Weak solution which is rich in refrigerant is drawn from the absorber by a solution pump 25. The solution is initially passed in series via a solution delivery line 26 through a low temperature solution heat exchanger 27 and a second high temperature heat exchanger 28 prior to being delivered into a first stage high temperature generator 29. A portion of the weak solution leaving the low temperature heat exchanger is diverted by a shunt line 23 to a second stage low temperature generator 30. The weak solution that is moving through the shell side of the two solution heat exchangers is placed in heat transfer relation with higher temperature strong solution that is being returned via the solution return line 44 from the two system generators to the absorber thus raising the temperature of the weak solution.

The weak solution that enters the high temperature generator is further heated by a burner 31 that is fired by any suitable fuel such as gas or oil. Although a fuel fired burner is herein employed, it should be clear that any other suitable heating means may be utilized in the practice of the invention provided that the heat output can be varied to satisfy the load demands placed on the machine. The burner serves to raise the temperature of the solution in the generator to a level such that a portion of the refrigerant is taken out of solution in the form of a vapor. The refrigerant vapor produced in the high temperature generator is passed through the low temperature generator 30 via a vapor line 41 prior to being introduced into the systems condenser 43.

The low temperature generator is housed in a shell 44 along with the condenser. As the refrigerant vapor passes through the low temperature generator it gives up heat to the solution on the shell side of the generator to heat the solution to a level wherein refrigerant is released from the solution in the form of a vapor while at the same time a portion of the refrigerant in the vapor line is condensed. The now strong solution in the low temperature generator is returned through the shell side of the low temperature heat exchanger to the absorber along with the strong solution from the high temperature generator.

Cooling water from the absorber is passed through the tubes of a condenser heat exchanger 50 prior to returning to the cooling tower. Accordingly, a portion of the refrigerant in the condenser is reduced to a liquid and is collected in the sump of the condenser. This liquid, in turn, is gravity fed via return line 51 to the evaporator spray header 19 and passed over the tubes of the evaporator heat exchanger to complete the refrigeration cycle.

The operation of the chiller is controlled by a programmable controller 60 as is well known in the art. As part of the control sequence, a chiller shut down procedure is initiated which includes a dilution cycle that insures that the solution in the machine will not crystallize as the machine temperature is brought down to the ambient temperature. As noted above, one dilution cycle involves turning off the supply of fuel to the burner or heater in the high temperature generator while allowing the solution and refrigerant circulation pump to continue to operate for a preset period of time sufficient to bring the solution concentration down to a level at which the solution will not crystallize at ambient temperatures.

TASK INSTRUCTIONS:
A - List every line in the chiller description that is identified by a reference number, together with its number.
B - Repeat word for word the part of the chiller description that opens with the words containing "The low temperature generator is housed" and closes with "high temperature generator.".

INFORMATION SHOWN:
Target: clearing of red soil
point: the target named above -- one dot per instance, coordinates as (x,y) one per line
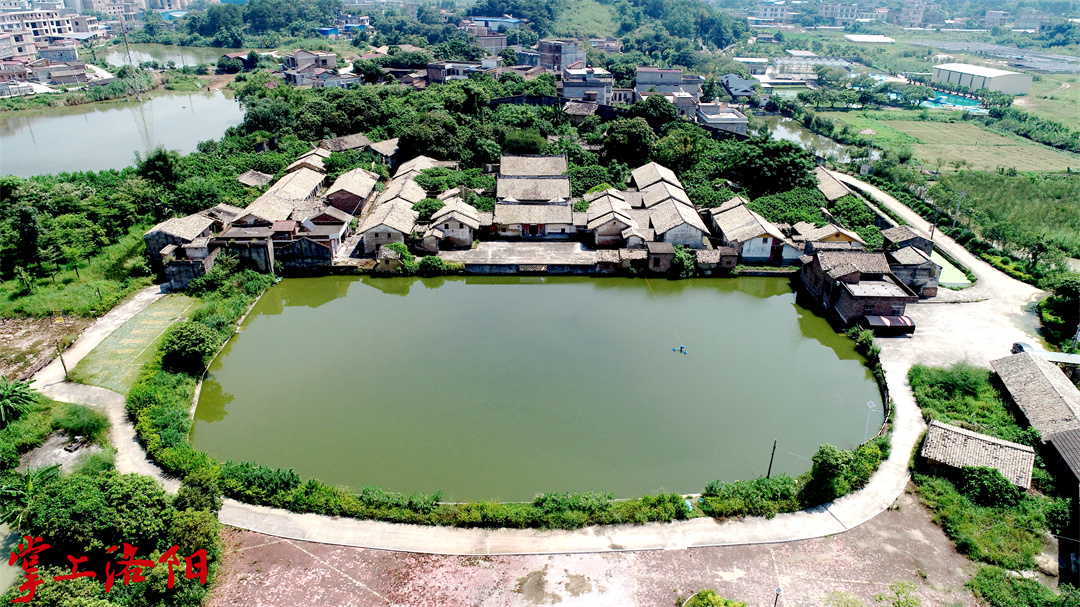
...
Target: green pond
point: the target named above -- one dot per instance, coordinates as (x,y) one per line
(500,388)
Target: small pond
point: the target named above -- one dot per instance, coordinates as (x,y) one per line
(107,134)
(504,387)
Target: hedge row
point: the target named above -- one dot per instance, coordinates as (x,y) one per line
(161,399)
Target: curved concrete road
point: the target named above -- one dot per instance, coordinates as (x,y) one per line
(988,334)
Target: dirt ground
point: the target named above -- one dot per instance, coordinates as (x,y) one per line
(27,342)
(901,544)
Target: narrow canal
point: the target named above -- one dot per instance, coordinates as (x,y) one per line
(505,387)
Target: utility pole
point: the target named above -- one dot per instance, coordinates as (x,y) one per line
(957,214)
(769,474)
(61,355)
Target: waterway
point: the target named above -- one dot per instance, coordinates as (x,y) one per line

IN RESPONSE:
A -
- Solution delivery line 26
- Shunt line 23
- Solution return line 44
- Vapor line 41
- Return line 51

B -
The low temperature generator is housed in a shell 44 along with the condenser. As the refrigerant vapor passes through the low temperature generator it gives up heat to the solution on the shell side of the generator to heat the solution to a level wherein refrigerant is released from the solution in the form of a vapor while at the same time a portion of the refrigerant in the vapor line is condensed. The now strong solution in the low temperature generator is returned through the shell side of the low temperature heat exchanger to the absorber along with the strong solution from the high temperature generator.